··· DATA FOR THIS EXERCISE ···

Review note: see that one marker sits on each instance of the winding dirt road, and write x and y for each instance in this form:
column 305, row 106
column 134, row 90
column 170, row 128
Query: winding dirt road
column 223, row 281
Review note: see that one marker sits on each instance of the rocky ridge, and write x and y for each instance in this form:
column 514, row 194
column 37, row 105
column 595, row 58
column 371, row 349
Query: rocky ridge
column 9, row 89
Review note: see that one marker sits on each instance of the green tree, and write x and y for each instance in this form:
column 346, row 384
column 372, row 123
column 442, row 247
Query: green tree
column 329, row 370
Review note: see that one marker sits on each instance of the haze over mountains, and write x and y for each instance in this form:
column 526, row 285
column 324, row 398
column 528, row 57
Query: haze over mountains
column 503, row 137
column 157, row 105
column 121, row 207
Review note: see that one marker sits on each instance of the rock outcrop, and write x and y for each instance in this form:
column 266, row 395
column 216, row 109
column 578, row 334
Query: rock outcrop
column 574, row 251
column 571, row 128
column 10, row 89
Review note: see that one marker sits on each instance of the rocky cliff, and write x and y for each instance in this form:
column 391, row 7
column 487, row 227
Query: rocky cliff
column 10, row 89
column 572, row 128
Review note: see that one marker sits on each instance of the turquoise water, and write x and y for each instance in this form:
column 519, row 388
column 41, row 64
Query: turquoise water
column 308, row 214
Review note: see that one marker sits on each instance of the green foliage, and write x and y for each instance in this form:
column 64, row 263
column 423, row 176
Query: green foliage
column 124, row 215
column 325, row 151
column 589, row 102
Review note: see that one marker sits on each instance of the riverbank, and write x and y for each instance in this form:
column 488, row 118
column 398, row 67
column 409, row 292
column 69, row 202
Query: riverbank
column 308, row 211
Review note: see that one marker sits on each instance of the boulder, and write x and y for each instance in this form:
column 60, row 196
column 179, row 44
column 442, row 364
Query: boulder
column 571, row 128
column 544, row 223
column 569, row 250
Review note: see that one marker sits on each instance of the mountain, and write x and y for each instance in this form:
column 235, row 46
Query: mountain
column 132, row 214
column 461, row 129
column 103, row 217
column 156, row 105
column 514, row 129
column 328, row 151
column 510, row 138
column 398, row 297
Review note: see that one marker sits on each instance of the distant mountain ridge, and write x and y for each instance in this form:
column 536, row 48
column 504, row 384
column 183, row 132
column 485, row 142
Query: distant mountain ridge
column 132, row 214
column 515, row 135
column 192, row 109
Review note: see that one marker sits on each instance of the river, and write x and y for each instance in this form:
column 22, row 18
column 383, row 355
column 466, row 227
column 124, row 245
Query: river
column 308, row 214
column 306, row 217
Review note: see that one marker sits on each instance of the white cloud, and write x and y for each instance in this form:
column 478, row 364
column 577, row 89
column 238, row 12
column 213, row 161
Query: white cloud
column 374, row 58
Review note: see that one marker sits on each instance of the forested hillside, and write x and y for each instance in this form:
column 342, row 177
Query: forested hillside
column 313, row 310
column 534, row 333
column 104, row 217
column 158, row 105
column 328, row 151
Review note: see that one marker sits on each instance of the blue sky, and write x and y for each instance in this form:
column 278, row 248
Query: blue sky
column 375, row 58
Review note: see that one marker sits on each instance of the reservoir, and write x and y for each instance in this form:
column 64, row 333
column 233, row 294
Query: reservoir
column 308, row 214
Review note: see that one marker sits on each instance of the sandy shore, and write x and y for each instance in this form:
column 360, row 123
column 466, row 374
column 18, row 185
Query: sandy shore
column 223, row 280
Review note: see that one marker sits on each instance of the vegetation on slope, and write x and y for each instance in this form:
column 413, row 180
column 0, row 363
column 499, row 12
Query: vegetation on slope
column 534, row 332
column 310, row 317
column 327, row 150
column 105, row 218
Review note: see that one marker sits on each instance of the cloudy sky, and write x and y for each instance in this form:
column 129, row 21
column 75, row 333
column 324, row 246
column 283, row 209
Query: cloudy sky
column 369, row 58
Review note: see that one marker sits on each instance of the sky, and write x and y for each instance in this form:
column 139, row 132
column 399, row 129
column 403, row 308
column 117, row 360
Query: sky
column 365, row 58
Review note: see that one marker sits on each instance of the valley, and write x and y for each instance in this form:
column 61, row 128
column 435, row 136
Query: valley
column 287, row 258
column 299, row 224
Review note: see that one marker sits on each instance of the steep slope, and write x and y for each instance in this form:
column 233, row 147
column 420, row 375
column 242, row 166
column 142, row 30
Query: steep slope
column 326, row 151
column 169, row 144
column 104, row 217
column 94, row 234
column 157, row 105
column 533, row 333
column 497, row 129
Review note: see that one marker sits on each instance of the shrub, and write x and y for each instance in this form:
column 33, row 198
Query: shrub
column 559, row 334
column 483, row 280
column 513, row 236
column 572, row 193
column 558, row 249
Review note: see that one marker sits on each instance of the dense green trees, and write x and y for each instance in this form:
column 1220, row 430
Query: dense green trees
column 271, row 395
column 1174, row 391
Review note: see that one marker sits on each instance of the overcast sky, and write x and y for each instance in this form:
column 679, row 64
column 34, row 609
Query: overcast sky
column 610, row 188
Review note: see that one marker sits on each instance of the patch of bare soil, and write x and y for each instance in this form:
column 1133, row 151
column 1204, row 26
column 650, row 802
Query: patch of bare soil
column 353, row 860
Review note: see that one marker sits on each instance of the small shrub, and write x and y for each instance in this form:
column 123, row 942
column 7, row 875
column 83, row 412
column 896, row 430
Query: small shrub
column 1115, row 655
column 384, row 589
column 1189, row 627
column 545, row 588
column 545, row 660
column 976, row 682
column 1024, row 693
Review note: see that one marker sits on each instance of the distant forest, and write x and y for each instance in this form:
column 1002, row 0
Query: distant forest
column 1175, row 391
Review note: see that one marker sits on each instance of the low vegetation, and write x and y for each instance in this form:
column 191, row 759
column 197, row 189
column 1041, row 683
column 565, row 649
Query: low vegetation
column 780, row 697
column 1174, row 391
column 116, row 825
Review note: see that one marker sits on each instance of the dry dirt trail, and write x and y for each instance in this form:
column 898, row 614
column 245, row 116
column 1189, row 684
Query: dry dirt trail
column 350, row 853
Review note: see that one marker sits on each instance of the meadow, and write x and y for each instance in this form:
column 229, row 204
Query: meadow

···

▶ BRIEF
Return every one of the lines above verbatim, without any alteration.

▶ TASK RESULT
Review note: see that one marker sits on each instance of the winding dirt road, and write x and y for each instance in this form:
column 305, row 106
column 134, row 90
column 170, row 128
Query: winding dirt road
column 223, row 281
Review note: see that one marker sits on each instance of the rocky ridge, and write x and y for each instance in this form:
column 514, row 194
column 37, row 105
column 595, row 58
column 371, row 349
Query: rocky ridge
column 9, row 89
Review note: see that one marker sits on each instance of the green tree, and write x and y for each instance in this form:
column 346, row 384
column 372, row 123
column 442, row 247
Query: green tree
column 329, row 370
Review note: see that one marker sits on each instance of the haze over mountains, and write x and y for each instance in this form:
column 526, row 285
column 324, row 398
column 528, row 57
Query: haze over mountains
column 503, row 137
column 157, row 105
column 121, row 207
Review note: see that one marker sits on each instance of the rock outcrop, and write x and y for each instance in this form:
column 266, row 395
column 216, row 109
column 578, row 334
Query: rock outcrop
column 574, row 251
column 571, row 128
column 10, row 89
Review note: see that one marker sits on each instance of the rocky cliff, and write x and y for each instance in this form:
column 391, row 7
column 487, row 227
Query: rocky cliff
column 10, row 89
column 572, row 128
Review note: see that one marker sits on each instance of the turquoise water, and write x and y for each instance in this form:
column 519, row 388
column 41, row 64
Query: turquoise water
column 308, row 214
Review note: see that one marker sits on each instance of the green foliage, and write x and y for each instance in this form:
column 64, row 263
column 423, row 176
Query: green foliage
column 124, row 215
column 325, row 151
column 589, row 102
Review note: see that one marker sits on each instance of the riverbank, and write x and y for each instance in this form:
column 488, row 118
column 398, row 67
column 409, row 292
column 69, row 202
Query: riverbank
column 308, row 211
Review note: see that one marker sits on each instance of the boulder, and write x and y for each instance in this form:
column 60, row 196
column 179, row 44
column 442, row 364
Query: boulder
column 571, row 128
column 544, row 223
column 569, row 250
Review note: see that one marker sits on each instance of the mountain, and write x and y for each instance in this form:
column 235, row 46
Query: mountain
column 132, row 214
column 461, row 129
column 103, row 217
column 156, row 105
column 514, row 129
column 328, row 151
column 510, row 138
column 398, row 297
Review note: see that one marker sits on each instance of the distant mountain ridge, and write x and y for each instance in this form:
column 536, row 48
column 504, row 384
column 183, row 132
column 485, row 142
Query: distant mountain ridge
column 132, row 214
column 515, row 135
column 192, row 109
Review note: see that one marker sits on each instance of the river, and write x and y for each instance in this form:
column 22, row 18
column 383, row 355
column 466, row 227
column 124, row 245
Query: river
column 308, row 214
column 306, row 217
Review note: see that one marker sits on each instance of the white cloud, and write x and y for each instance in this form:
column 478, row 364
column 577, row 89
column 238, row 12
column 213, row 161
Query: white cloud
column 374, row 58
Review note: see that one marker sits on each instance of the forested hillside, and write x and y for each instance in this form:
column 342, row 177
Query: forested hillside
column 313, row 310
column 534, row 333
column 104, row 217
column 158, row 105
column 328, row 151
Review note: see that one marker sits on each instance of the blue sky, and write x and y for each instance in this form:
column 278, row 248
Query: blue sky
column 375, row 58
Review note: see that one marker sits on each instance of the reservoir, and write x and y for each instance in this form:
column 64, row 333
column 233, row 294
Query: reservoir
column 308, row 214
Review note: see that one marker sits on each instance of the sandy shore, and write x and y for each instance in this form:
column 360, row 123
column 466, row 374
column 18, row 185
Query: sandy shore
column 223, row 280
Review note: see that one marker sits on each instance of the vegetation on slope, and write x and y for each instance in this form:
column 413, row 180
column 0, row 363
column 499, row 12
Query: vegetation on slope
column 534, row 332
column 310, row 317
column 327, row 150
column 105, row 218
Review note: see that one marker sits on each instance of the cloudy sky, and write x and y for each instance in this form:
column 129, row 21
column 75, row 333
column 324, row 246
column 283, row 209
Query: cloudy sky
column 369, row 58
Review note: see that one marker sits on each instance of the sky, and write x and y for each instance in this form:
column 139, row 132
column 399, row 129
column 403, row 308
column 117, row 360
Query: sky
column 365, row 58
Review note: see that one marker sits on each instance of the valley, and write x and y for each instance in this form:
column 61, row 128
column 435, row 136
Query: valley
column 287, row 258
column 299, row 224
Review note: see that one marker sits on each instance of the steep slope, and write x and y for each instance in this form:
column 233, row 147
column 420, row 375
column 242, row 166
column 142, row 30
Query: steep slope
column 326, row 151
column 169, row 144
column 104, row 217
column 94, row 234
column 157, row 105
column 533, row 333
column 497, row 129
Review note: see that one marker sits on each instance of the shrub, and write x and y for each instance in this form:
column 33, row 198
Query: shrub
column 559, row 334
column 483, row 280
column 513, row 236
column 572, row 193
column 558, row 249
Review note: see that one marker sits on each instance of the dense green trees, and write x and y for each instance in this form:
column 1220, row 430
Query: dense green trees
column 271, row 395
column 1174, row 391
Review note: see that one marker sits on each instance of the overcast sky, and write x and y for each instance in this form:
column 679, row 64
column 34, row 609
Query: overcast sky
column 610, row 188
Review note: see that one marker sits on each instance of the patch of bare soil, and write x and y for each instance in this form:
column 1133, row 151
column 1204, row 26
column 650, row 802
Query: patch of bare soil
column 353, row 860
Review note: see that one marker sits on each instance of the small shrub, and write x and y for each instance in this form:
column 123, row 942
column 7, row 875
column 83, row 412
column 896, row 430
Query: small shrub
column 1115, row 655
column 384, row 589
column 1189, row 627
column 545, row 588
column 545, row 660
column 976, row 682
column 1024, row 693
Review note: see that one marker sits on each instance of the distant forest, and write x and y for each instance in this form:
column 1002, row 0
Query: distant forest
column 1175, row 391
Review note: see that one marker sits on each instance of the low vegetation, and write x and y for each instance in this form:
column 191, row 759
column 197, row 189
column 1041, row 683
column 565, row 649
Query: low vegetation
column 780, row 697
column 1174, row 391
column 116, row 825
Review note: see that one marker sits on each instance of the dry dirt trail, and write x and y for each instance in this form:
column 898, row 614
column 245, row 116
column 1189, row 684
Query: dry dirt trail
column 350, row 853
Review note: see that one marker sits on each instance of the meadow, and write x and y for each instance in this form:
column 229, row 204
Query: meadow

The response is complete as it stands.